Each entry below must be repeated word for word.

= = = =

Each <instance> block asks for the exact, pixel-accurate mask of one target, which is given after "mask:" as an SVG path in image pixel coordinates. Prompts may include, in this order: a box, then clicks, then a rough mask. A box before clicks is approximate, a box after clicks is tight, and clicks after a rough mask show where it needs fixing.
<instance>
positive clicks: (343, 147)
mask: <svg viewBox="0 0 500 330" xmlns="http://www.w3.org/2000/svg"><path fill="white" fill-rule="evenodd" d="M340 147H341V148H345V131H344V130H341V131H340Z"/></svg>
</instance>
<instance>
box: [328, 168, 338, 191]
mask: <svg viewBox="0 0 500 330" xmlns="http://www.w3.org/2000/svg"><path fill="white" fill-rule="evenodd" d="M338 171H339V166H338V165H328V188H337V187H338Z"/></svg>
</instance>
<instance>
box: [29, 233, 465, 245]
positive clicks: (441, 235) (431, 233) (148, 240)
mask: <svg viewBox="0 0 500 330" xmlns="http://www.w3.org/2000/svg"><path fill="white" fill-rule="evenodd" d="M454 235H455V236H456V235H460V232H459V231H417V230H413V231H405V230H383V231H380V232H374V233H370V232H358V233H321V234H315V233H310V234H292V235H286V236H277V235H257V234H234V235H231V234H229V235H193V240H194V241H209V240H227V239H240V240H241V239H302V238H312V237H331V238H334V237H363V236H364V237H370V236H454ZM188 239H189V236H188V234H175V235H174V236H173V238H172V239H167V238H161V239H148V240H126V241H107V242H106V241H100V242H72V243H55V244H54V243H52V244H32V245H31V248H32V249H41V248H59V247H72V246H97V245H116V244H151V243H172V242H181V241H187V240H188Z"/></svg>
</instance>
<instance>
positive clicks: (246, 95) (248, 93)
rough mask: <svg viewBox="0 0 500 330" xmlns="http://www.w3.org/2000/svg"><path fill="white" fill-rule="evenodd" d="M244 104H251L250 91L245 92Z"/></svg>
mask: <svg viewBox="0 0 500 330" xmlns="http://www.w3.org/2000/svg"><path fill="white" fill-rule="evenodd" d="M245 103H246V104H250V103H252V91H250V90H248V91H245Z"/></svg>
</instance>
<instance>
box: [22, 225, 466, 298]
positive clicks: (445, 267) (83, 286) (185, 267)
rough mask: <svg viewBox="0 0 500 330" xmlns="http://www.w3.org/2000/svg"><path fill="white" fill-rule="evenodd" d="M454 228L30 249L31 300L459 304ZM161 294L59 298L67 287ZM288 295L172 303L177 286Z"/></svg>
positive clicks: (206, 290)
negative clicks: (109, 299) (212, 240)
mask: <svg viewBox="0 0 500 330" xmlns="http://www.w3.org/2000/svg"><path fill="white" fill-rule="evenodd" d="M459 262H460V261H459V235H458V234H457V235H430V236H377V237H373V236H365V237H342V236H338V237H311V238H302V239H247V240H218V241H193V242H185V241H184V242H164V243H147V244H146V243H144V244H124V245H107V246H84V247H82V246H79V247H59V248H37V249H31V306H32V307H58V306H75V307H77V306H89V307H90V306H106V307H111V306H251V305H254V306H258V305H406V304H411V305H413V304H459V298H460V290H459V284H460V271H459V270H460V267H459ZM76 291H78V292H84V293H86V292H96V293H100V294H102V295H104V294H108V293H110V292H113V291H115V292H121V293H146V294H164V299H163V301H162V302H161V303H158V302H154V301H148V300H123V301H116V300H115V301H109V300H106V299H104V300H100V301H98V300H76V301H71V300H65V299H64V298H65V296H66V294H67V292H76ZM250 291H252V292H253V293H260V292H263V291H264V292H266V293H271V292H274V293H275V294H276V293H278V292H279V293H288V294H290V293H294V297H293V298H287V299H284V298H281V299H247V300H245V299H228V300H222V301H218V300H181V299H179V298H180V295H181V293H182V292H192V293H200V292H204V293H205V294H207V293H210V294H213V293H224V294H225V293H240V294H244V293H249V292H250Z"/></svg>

= = = =

— Your response —
Each <instance> block asks for the exact, pixel-accurate mask of one target, which is given after "mask:" as an SVG path in image pixel coordinates. Prompts may include, in this order: a box, then clicks, then a rough mask. A box before clicks is approximate, a box after clicks is tight, and clicks after a rough mask show where it needs fixing.
<instance>
positive clicks: (343, 147)
mask: <svg viewBox="0 0 500 330" xmlns="http://www.w3.org/2000/svg"><path fill="white" fill-rule="evenodd" d="M340 147H341V148H345V131H344V130H341V131H340Z"/></svg>
</instance>
<instance>
box: [328, 168, 338, 191]
mask: <svg viewBox="0 0 500 330" xmlns="http://www.w3.org/2000/svg"><path fill="white" fill-rule="evenodd" d="M338 171H339V166H338V165H328V188H337V187H338Z"/></svg>
</instance>
<instance>
box: [29, 233, 465, 245]
positive clicks: (441, 235) (431, 233) (148, 240)
mask: <svg viewBox="0 0 500 330" xmlns="http://www.w3.org/2000/svg"><path fill="white" fill-rule="evenodd" d="M454 235H455V236H456V235H460V232H459V231H417V230H413V231H405V230H383V231H380V232H374V233H370V232H358V233H321V234H315V233H310V234H292V235H286V236H277V235H257V234H234V235H231V234H229V235H193V240H194V241H209V240H227V239H240V240H241V239H302V238H312V237H331V238H334V237H363V236H364V237H370V236H454ZM188 239H189V236H188V234H175V235H174V236H173V238H172V239H167V238H161V239H148V240H126V241H107V242H106V241H100V242H72V243H55V244H54V243H52V244H32V245H31V248H32V249H41V248H59V247H72V246H97V245H116V244H151V243H172V242H181V241H187V240H188Z"/></svg>
</instance>
<instance>
positive clicks: (246, 95) (248, 93)
rough mask: <svg viewBox="0 0 500 330" xmlns="http://www.w3.org/2000/svg"><path fill="white" fill-rule="evenodd" d="M244 104H251L250 91L245 92Z"/></svg>
mask: <svg viewBox="0 0 500 330" xmlns="http://www.w3.org/2000/svg"><path fill="white" fill-rule="evenodd" d="M245 103H246V104H250V103H252V91H250V90H248V91H245Z"/></svg>
</instance>
<instance>
box: [22, 225, 466, 298]
positive clicks: (445, 267) (83, 286) (185, 267)
rough mask: <svg viewBox="0 0 500 330" xmlns="http://www.w3.org/2000/svg"><path fill="white" fill-rule="evenodd" d="M454 228L30 249L31 300L459 304ZM161 294L59 298L67 287ZM288 295L172 303L177 286Z"/></svg>
positive clicks: (206, 290)
negative clicks: (109, 299) (212, 240)
mask: <svg viewBox="0 0 500 330" xmlns="http://www.w3.org/2000/svg"><path fill="white" fill-rule="evenodd" d="M459 262H460V261H459V235H458V234H457V235H430V236H377V237H373V236H365V237H342V236H338V237H311V238H302V239H247V240H218V241H193V242H185V241H184V242H164V243H147V244H146V243H144V244H124V245H107V246H84V247H82V246H79V247H59V248H37V249H31V306H32V307H58V306H75V307H77V306H89V307H90V306H106V307H111V306H251V305H254V306H258V305H406V304H411V305H413V304H459V298H460V290H459V284H460V271H459V270H460V267H459ZM76 291H78V292H84V293H86V292H96V293H100V294H102V295H104V294H108V293H110V292H113V291H115V292H121V293H146V294H164V299H163V301H162V302H161V303H158V302H154V301H148V300H123V301H116V300H115V301H109V300H106V299H104V300H100V301H98V300H76V301H71V300H65V299H64V298H65V296H66V294H67V292H76ZM250 291H252V292H253V293H260V292H263V291H264V292H266V293H271V292H274V293H275V294H276V293H278V292H279V293H288V294H290V293H294V297H293V298H287V299H284V298H281V299H247V300H245V299H228V300H222V301H218V300H181V299H179V298H180V295H181V293H182V292H192V293H200V292H204V293H205V294H207V293H210V294H213V293H224V294H225V293H240V294H244V293H249V292H250Z"/></svg>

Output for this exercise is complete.